** Start Text to read **

So with the prospect of a thousand deaths in Libya being a reason for involvement, the obvious question remains that 100,000 deaths in Syria somehow doesn't rise to the level of his rationale for intervention.  Excuses include that the situation is more complex (true, but sufficient?) and Syria has a more sophisticated air defense system supplied by the Russians, including some Russians who are manning it.  Somehow, that hasn't been a deterrent to Israel, who has bombed an almost-complete nuclear reactor and an arms convoy headed to Lebanon.

Chemical weapons use in Syria was claimed several times after Obama's stern warnings, most notably near Aleppo in March, but then Obama began waffling, saying that we didn't have a "chain of custody" as to who had used them, that we would have to await a UN study of the problem.  Even those with only a passing knowledge of the history of the UN would agree that a move like that practically consigns the problem to a black hole. 

The attacks mounted in number and severity – Aleppo again in April, Homs and Adra in May, and the administration begin to assert that we have assurances that Assad's forces are involved.  We would now supply military aid to the "moderate" rebels, though to date no weapons or similar support has been sent.

** End Text to read **
** Start Supplied material **

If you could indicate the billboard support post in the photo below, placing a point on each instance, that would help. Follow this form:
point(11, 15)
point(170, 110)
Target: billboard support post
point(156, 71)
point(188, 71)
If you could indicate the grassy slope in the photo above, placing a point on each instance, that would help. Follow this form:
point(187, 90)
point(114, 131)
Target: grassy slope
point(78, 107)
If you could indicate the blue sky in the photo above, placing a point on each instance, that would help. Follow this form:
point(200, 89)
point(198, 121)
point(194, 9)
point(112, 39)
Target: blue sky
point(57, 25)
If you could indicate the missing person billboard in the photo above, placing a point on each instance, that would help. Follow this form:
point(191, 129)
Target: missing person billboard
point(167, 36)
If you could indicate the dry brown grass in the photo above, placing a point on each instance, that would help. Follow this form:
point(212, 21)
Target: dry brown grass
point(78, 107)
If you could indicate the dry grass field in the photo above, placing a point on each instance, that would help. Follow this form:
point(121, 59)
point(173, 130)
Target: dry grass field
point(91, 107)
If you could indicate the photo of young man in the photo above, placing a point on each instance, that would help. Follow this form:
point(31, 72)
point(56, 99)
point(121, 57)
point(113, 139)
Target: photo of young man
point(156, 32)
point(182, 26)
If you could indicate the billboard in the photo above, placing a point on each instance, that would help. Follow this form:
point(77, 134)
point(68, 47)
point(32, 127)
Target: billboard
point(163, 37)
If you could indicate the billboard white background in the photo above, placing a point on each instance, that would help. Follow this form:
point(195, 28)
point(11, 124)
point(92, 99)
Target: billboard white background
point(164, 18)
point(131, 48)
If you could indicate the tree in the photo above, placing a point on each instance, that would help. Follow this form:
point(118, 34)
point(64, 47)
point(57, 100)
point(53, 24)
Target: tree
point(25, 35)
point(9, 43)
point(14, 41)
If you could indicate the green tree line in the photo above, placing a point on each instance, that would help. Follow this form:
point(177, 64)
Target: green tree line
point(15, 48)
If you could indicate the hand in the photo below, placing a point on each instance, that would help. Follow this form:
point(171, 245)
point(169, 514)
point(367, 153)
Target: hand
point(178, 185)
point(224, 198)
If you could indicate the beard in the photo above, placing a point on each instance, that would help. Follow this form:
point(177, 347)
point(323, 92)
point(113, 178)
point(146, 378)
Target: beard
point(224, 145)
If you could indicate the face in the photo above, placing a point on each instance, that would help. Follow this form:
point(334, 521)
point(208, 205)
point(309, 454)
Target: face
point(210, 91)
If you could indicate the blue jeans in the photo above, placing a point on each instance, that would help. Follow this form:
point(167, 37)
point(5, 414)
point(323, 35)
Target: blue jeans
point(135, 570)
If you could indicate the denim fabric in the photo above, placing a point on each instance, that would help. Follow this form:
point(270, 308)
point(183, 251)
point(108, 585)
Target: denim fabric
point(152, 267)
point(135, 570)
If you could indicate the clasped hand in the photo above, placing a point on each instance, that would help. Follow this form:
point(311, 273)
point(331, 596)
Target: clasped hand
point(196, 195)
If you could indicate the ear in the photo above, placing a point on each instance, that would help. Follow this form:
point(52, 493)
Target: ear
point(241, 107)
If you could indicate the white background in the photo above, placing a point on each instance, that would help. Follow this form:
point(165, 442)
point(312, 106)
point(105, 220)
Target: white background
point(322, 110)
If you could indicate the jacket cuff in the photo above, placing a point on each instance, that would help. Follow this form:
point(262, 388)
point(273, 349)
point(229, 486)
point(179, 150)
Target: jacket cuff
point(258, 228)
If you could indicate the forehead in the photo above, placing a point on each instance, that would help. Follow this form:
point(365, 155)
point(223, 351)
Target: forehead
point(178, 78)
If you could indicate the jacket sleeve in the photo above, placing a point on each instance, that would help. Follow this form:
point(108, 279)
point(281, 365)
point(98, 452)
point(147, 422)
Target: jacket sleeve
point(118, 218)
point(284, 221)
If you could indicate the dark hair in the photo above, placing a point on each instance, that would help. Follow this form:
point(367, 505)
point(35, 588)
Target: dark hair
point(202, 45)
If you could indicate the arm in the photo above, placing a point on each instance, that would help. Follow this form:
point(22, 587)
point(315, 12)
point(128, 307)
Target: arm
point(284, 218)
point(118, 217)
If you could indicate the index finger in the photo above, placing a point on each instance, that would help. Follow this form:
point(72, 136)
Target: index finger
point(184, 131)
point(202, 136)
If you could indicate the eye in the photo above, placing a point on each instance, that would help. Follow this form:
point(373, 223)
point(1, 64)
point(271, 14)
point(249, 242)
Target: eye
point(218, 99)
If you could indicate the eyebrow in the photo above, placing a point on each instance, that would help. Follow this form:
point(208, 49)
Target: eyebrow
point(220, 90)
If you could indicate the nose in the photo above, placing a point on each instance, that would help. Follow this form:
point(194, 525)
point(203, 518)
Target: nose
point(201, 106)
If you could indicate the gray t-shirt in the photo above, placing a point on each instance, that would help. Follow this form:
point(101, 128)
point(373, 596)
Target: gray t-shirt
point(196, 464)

** End Supplied material **
** Start Supplied material **

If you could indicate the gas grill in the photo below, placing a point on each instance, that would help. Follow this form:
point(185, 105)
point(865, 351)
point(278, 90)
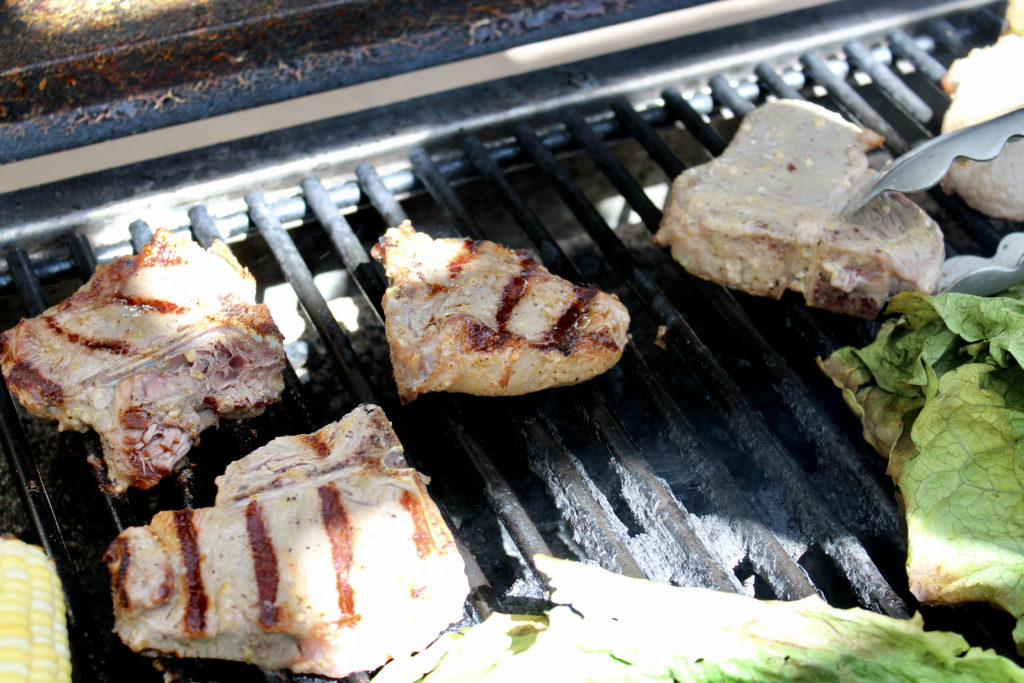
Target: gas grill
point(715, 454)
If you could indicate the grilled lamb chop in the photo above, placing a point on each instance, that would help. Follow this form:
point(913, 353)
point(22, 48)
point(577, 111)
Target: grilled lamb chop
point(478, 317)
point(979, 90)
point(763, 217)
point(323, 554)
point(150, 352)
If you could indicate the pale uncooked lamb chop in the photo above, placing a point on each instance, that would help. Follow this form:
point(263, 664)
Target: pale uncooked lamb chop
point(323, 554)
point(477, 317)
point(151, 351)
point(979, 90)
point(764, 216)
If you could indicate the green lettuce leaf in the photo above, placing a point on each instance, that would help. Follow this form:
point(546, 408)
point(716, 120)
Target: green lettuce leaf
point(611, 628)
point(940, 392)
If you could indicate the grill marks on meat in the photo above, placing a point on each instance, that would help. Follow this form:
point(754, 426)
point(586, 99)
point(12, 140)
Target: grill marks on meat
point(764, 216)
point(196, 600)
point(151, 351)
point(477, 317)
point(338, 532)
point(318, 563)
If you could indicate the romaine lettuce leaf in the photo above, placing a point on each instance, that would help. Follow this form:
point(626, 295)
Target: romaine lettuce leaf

** End Supplied material **

Requirement A. List every country name that appears in the text on Syria.
Requirement B. Transcribe the text on Syria from "Chemical weapons use" to "has been sent.".
Requirement C. Pick up the commentary on Syria after its final sentence and keep writing.
These items aren't needed for any of the work here.

Answer A. Libya, Syria, Israel, Lebanon

Answer B.
Chemical weapons use in Syria was claimed several times after Obama's stern warnings, most notably near Aleppo in March, but then Obama began waffling, saying that we didn't have a "chain of custody" as to who had used them, that we would have to await a UN study of the problem.  Even those with only a passing knowledge of the history of the UN would agree that a move like that practically consigns the problem to a black hole. 

The attacks mounted in number and severity – Aleppo again in April, Homs and Adra in May, and the administration begin to assert that we have assurances that Assad's forces are involved.  We would now supply military aid to the "moderate" rebels, though to date no weapons or similar support has been sent.

Answer C.
Then came the attack on 21 August on a rebel-held area on the eastern edge of Damascus, which killed an estimated 1429 people.  The administration stated that it was convinced that Assad's forces launched the attack.  Along with other evidence not disclosed, one source cited a recording of a conversation between higher headquarters and the local Syrian Army commander which included an initial refusal of the commander on the scene to fire on civilians, followed by a threat of death if he did not.  Another source indicates that the attack was far more intense than ordered, a mistake in magnitude.  New indications are that Basher al-Assad has lost direct control of the weapons, that his hot-headed, high-ranking brother Maher had hijacked the system and authorized the attack.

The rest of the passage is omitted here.